Swap "file tree" for "directory tree" in the commit page below and write out the stretch from "Add smith_waterman_pairwise" through "S3method(as.data.frame,smith_waterman)" with that change.

*QUOTED PASSAGE*
==============================
Add smith_waterman_pairwise

DIGI-VUB · Apr 23, 2020 · 6de82d3 · 6de82d3
1 parent 1f41503
commit 6de82d3
Show file tree

Hide file tree

Showing 4 changed files with 124 additions and 0 deletions.
diff --git a/NAMESPACE b/NAMESPACE
@@ -3,6 +3,7 @@
 S3method(as.data.frame,smith_waterman)
 S3method(print,smith_waterman)
 export(smith_waterman)
+export(smith_waterman_pairwise)
 export(tokenize_letters)
 export(tokenize_spaces_punct)
 importFrom(Rcpp,evalCpp)

diff --git a/NEWS.md b/NEWS.md
@@ -2,6 +2,7 @@
 
 - Fix mismatch between R and Rcpp version of smith_waterman in case of an alignment with 1 letter/word only
 - Also return similarity score to a and b individually instead of only to the shortest string. These 2 measurements are now also returned by as.data.frame.smith_waterman
+- Added smith_waterman_pairwise
 
 ### CHANGES IN text.alignment VERSION 0.1.0
 

diff --git a/R/smith_waterman.R b/R/smith_waterman.R
@@ -438,3 +438,76 @@ as.data.frame.smith_waterman <- function(x, ...){
 
 
 
+
+#' @title Perform multiple alignments using Smith-Waterman
+#' @description Utility function to perform all pairwise combinations of alignments between text.
+#' @param a a data.frame with columns doc_id and text. Or a character vector where the names of the character vector respresent a doc_id and the character vector corresponds to the text.
+#' @param b a data.frame with columns doc_id and text. Or a character vector where the names of the character vector respresent a doc_id and the character vector corresponds to the text.
==============================
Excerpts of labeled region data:

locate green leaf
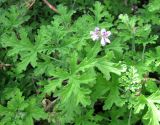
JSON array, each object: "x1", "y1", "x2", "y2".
[{"x1": 103, "y1": 76, "x2": 125, "y2": 110}]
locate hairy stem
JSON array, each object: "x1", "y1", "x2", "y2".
[
  {"x1": 142, "y1": 44, "x2": 146, "y2": 61},
  {"x1": 43, "y1": 0, "x2": 59, "y2": 13},
  {"x1": 128, "y1": 108, "x2": 132, "y2": 125}
]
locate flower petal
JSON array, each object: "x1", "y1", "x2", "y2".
[
  {"x1": 107, "y1": 31, "x2": 111, "y2": 37},
  {"x1": 101, "y1": 37, "x2": 106, "y2": 46},
  {"x1": 106, "y1": 38, "x2": 111, "y2": 43}
]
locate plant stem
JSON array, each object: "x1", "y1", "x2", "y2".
[
  {"x1": 128, "y1": 108, "x2": 132, "y2": 125},
  {"x1": 142, "y1": 44, "x2": 146, "y2": 61}
]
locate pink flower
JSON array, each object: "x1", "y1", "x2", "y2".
[
  {"x1": 101, "y1": 29, "x2": 111, "y2": 46},
  {"x1": 90, "y1": 27, "x2": 111, "y2": 46},
  {"x1": 90, "y1": 27, "x2": 100, "y2": 41}
]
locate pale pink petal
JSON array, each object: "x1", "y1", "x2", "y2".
[
  {"x1": 101, "y1": 37, "x2": 106, "y2": 46},
  {"x1": 107, "y1": 31, "x2": 111, "y2": 37},
  {"x1": 106, "y1": 38, "x2": 111, "y2": 43}
]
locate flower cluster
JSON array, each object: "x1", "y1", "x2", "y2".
[{"x1": 90, "y1": 27, "x2": 111, "y2": 46}]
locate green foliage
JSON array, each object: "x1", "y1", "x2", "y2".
[{"x1": 0, "y1": 0, "x2": 160, "y2": 125}]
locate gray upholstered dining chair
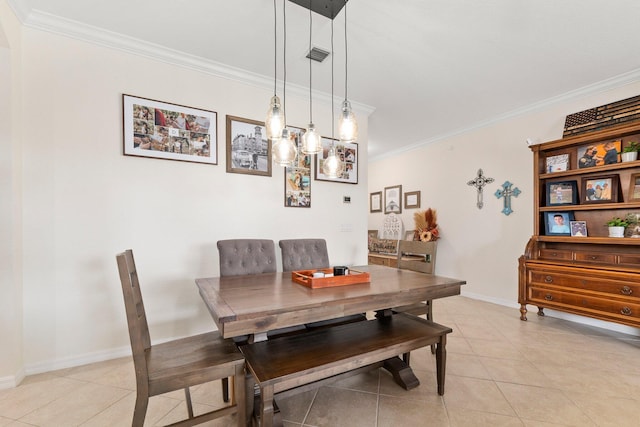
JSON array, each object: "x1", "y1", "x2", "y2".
[
  {"x1": 116, "y1": 249, "x2": 246, "y2": 427},
  {"x1": 278, "y1": 239, "x2": 367, "y2": 329},
  {"x1": 217, "y1": 239, "x2": 306, "y2": 402}
]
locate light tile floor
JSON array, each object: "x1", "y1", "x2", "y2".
[{"x1": 0, "y1": 296, "x2": 640, "y2": 427}]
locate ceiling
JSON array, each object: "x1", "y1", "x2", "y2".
[{"x1": 8, "y1": 0, "x2": 640, "y2": 159}]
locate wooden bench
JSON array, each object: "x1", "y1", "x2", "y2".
[{"x1": 240, "y1": 313, "x2": 451, "y2": 427}]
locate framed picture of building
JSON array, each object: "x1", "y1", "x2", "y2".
[{"x1": 227, "y1": 116, "x2": 271, "y2": 176}]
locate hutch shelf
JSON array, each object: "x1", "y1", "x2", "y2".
[{"x1": 518, "y1": 124, "x2": 640, "y2": 327}]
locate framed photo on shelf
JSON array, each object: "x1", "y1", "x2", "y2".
[
  {"x1": 544, "y1": 212, "x2": 576, "y2": 236},
  {"x1": 628, "y1": 173, "x2": 640, "y2": 202},
  {"x1": 384, "y1": 185, "x2": 402, "y2": 214},
  {"x1": 122, "y1": 94, "x2": 218, "y2": 165},
  {"x1": 545, "y1": 154, "x2": 569, "y2": 173},
  {"x1": 404, "y1": 191, "x2": 420, "y2": 209},
  {"x1": 369, "y1": 191, "x2": 382, "y2": 213},
  {"x1": 546, "y1": 181, "x2": 578, "y2": 206},
  {"x1": 227, "y1": 116, "x2": 271, "y2": 176},
  {"x1": 577, "y1": 139, "x2": 622, "y2": 169},
  {"x1": 315, "y1": 137, "x2": 358, "y2": 184},
  {"x1": 580, "y1": 175, "x2": 618, "y2": 204},
  {"x1": 569, "y1": 221, "x2": 587, "y2": 237}
]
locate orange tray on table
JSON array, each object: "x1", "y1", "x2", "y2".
[{"x1": 291, "y1": 268, "x2": 371, "y2": 289}]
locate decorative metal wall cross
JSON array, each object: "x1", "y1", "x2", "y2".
[
  {"x1": 467, "y1": 169, "x2": 494, "y2": 209},
  {"x1": 494, "y1": 181, "x2": 521, "y2": 215}
]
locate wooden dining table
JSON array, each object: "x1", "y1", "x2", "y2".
[
  {"x1": 196, "y1": 265, "x2": 466, "y2": 341},
  {"x1": 196, "y1": 265, "x2": 466, "y2": 425}
]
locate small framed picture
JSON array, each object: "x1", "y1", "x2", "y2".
[
  {"x1": 628, "y1": 173, "x2": 640, "y2": 202},
  {"x1": 404, "y1": 191, "x2": 420, "y2": 209},
  {"x1": 227, "y1": 116, "x2": 271, "y2": 176},
  {"x1": 546, "y1": 154, "x2": 569, "y2": 173},
  {"x1": 369, "y1": 191, "x2": 382, "y2": 213},
  {"x1": 384, "y1": 185, "x2": 402, "y2": 214},
  {"x1": 569, "y1": 221, "x2": 587, "y2": 237},
  {"x1": 580, "y1": 175, "x2": 618, "y2": 204},
  {"x1": 544, "y1": 212, "x2": 576, "y2": 236},
  {"x1": 546, "y1": 181, "x2": 578, "y2": 206},
  {"x1": 577, "y1": 139, "x2": 622, "y2": 169},
  {"x1": 122, "y1": 94, "x2": 218, "y2": 165}
]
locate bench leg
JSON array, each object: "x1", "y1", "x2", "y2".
[
  {"x1": 382, "y1": 357, "x2": 420, "y2": 390},
  {"x1": 260, "y1": 386, "x2": 273, "y2": 427},
  {"x1": 436, "y1": 335, "x2": 447, "y2": 396}
]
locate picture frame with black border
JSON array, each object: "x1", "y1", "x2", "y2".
[
  {"x1": 627, "y1": 173, "x2": 640, "y2": 202},
  {"x1": 384, "y1": 185, "x2": 402, "y2": 214},
  {"x1": 580, "y1": 175, "x2": 619, "y2": 204},
  {"x1": 544, "y1": 212, "x2": 576, "y2": 236},
  {"x1": 369, "y1": 191, "x2": 382, "y2": 213},
  {"x1": 569, "y1": 221, "x2": 587, "y2": 237},
  {"x1": 122, "y1": 94, "x2": 218, "y2": 165},
  {"x1": 545, "y1": 181, "x2": 578, "y2": 206},
  {"x1": 404, "y1": 191, "x2": 420, "y2": 209},
  {"x1": 226, "y1": 115, "x2": 272, "y2": 176}
]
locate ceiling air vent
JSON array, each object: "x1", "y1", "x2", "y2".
[{"x1": 306, "y1": 47, "x2": 329, "y2": 62}]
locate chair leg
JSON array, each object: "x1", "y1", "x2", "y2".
[
  {"x1": 131, "y1": 393, "x2": 149, "y2": 427},
  {"x1": 184, "y1": 387, "x2": 193, "y2": 418},
  {"x1": 222, "y1": 378, "x2": 229, "y2": 403}
]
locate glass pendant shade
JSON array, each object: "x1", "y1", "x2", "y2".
[
  {"x1": 302, "y1": 123, "x2": 322, "y2": 154},
  {"x1": 322, "y1": 147, "x2": 344, "y2": 178},
  {"x1": 265, "y1": 95, "x2": 286, "y2": 140},
  {"x1": 271, "y1": 128, "x2": 298, "y2": 166},
  {"x1": 338, "y1": 99, "x2": 358, "y2": 142}
]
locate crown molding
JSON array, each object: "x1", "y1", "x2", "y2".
[
  {"x1": 7, "y1": 0, "x2": 375, "y2": 116},
  {"x1": 369, "y1": 69, "x2": 640, "y2": 163}
]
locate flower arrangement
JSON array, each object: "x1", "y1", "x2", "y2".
[{"x1": 413, "y1": 208, "x2": 440, "y2": 242}]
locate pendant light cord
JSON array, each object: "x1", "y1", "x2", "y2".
[
  {"x1": 344, "y1": 0, "x2": 349, "y2": 100},
  {"x1": 282, "y1": 0, "x2": 287, "y2": 122},
  {"x1": 309, "y1": 0, "x2": 313, "y2": 123},
  {"x1": 273, "y1": 0, "x2": 278, "y2": 96}
]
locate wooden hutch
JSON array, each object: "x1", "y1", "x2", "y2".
[{"x1": 518, "y1": 122, "x2": 640, "y2": 327}]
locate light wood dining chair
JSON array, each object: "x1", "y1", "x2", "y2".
[
  {"x1": 116, "y1": 249, "x2": 246, "y2": 427},
  {"x1": 394, "y1": 240, "x2": 437, "y2": 363},
  {"x1": 278, "y1": 239, "x2": 367, "y2": 329}
]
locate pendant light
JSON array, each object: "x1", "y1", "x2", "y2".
[
  {"x1": 322, "y1": 19, "x2": 344, "y2": 178},
  {"x1": 272, "y1": 0, "x2": 298, "y2": 166},
  {"x1": 338, "y1": 0, "x2": 358, "y2": 143},
  {"x1": 265, "y1": 0, "x2": 286, "y2": 141},
  {"x1": 302, "y1": 1, "x2": 322, "y2": 154}
]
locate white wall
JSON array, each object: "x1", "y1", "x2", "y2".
[
  {"x1": 0, "y1": 3, "x2": 24, "y2": 389},
  {"x1": 368, "y1": 83, "x2": 640, "y2": 310},
  {"x1": 0, "y1": 2, "x2": 367, "y2": 384}
]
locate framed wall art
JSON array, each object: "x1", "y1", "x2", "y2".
[
  {"x1": 122, "y1": 94, "x2": 218, "y2": 165},
  {"x1": 315, "y1": 137, "x2": 358, "y2": 184},
  {"x1": 627, "y1": 173, "x2": 640, "y2": 202},
  {"x1": 577, "y1": 140, "x2": 622, "y2": 169},
  {"x1": 544, "y1": 212, "x2": 576, "y2": 236},
  {"x1": 227, "y1": 116, "x2": 271, "y2": 176},
  {"x1": 369, "y1": 191, "x2": 382, "y2": 213},
  {"x1": 569, "y1": 221, "x2": 587, "y2": 237},
  {"x1": 546, "y1": 181, "x2": 578, "y2": 206},
  {"x1": 404, "y1": 191, "x2": 420, "y2": 209},
  {"x1": 580, "y1": 175, "x2": 618, "y2": 204},
  {"x1": 284, "y1": 127, "x2": 311, "y2": 208},
  {"x1": 384, "y1": 185, "x2": 402, "y2": 214}
]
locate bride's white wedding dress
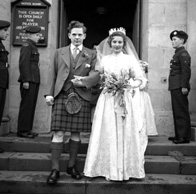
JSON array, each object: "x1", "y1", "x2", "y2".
[{"x1": 84, "y1": 53, "x2": 148, "y2": 181}]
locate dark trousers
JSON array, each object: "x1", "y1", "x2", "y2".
[
  {"x1": 17, "y1": 82, "x2": 39, "y2": 133},
  {"x1": 0, "y1": 88, "x2": 6, "y2": 126},
  {"x1": 171, "y1": 88, "x2": 191, "y2": 139}
]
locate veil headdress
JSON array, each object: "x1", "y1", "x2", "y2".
[{"x1": 95, "y1": 27, "x2": 139, "y2": 71}]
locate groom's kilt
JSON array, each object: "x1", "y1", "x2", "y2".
[{"x1": 51, "y1": 88, "x2": 91, "y2": 132}]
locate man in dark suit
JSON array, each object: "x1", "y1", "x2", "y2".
[
  {"x1": 17, "y1": 26, "x2": 41, "y2": 138},
  {"x1": 46, "y1": 21, "x2": 100, "y2": 184},
  {"x1": 0, "y1": 20, "x2": 10, "y2": 153},
  {"x1": 169, "y1": 30, "x2": 191, "y2": 144}
]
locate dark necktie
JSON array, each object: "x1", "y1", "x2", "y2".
[{"x1": 73, "y1": 47, "x2": 79, "y2": 59}]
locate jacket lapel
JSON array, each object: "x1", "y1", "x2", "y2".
[
  {"x1": 76, "y1": 47, "x2": 86, "y2": 69},
  {"x1": 62, "y1": 46, "x2": 70, "y2": 67}
]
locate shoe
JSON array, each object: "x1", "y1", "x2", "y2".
[
  {"x1": 28, "y1": 131, "x2": 38, "y2": 137},
  {"x1": 168, "y1": 137, "x2": 177, "y2": 141},
  {"x1": 0, "y1": 148, "x2": 4, "y2": 153},
  {"x1": 173, "y1": 138, "x2": 190, "y2": 144},
  {"x1": 47, "y1": 169, "x2": 60, "y2": 185},
  {"x1": 17, "y1": 132, "x2": 34, "y2": 138},
  {"x1": 67, "y1": 166, "x2": 82, "y2": 180}
]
==============================
*TASK RESULT*
Add smith_waterman_pairwise

DIGI-VUB · Apr 23, 2020 · 6de82d3 · 6de82d3
1 parent 1f41503
commit 6de82d3
Show directory tree

Hide directory tree

Showing 4 changed files with 124 additions and 0 deletions.
diff --git a/NAMESPACE b/NAMESPACE
@@ -3,6 +3,7 @@
 S3method(as.data.frame,smith_waterman)